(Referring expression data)
------------------------
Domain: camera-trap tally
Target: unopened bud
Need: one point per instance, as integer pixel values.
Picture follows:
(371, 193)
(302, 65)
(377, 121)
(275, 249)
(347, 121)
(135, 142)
------------------------
## TASK:
All of the data above needs to be transcribed verbatim.

## EXERCISE RESPONSE:
Domain: camera-trap tally
Target: unopened bud
Need: one point per instance, as integer pixel values.
Picture follows:
(371, 193)
(302, 65)
(377, 121)
(275, 249)
(347, 121)
(135, 142)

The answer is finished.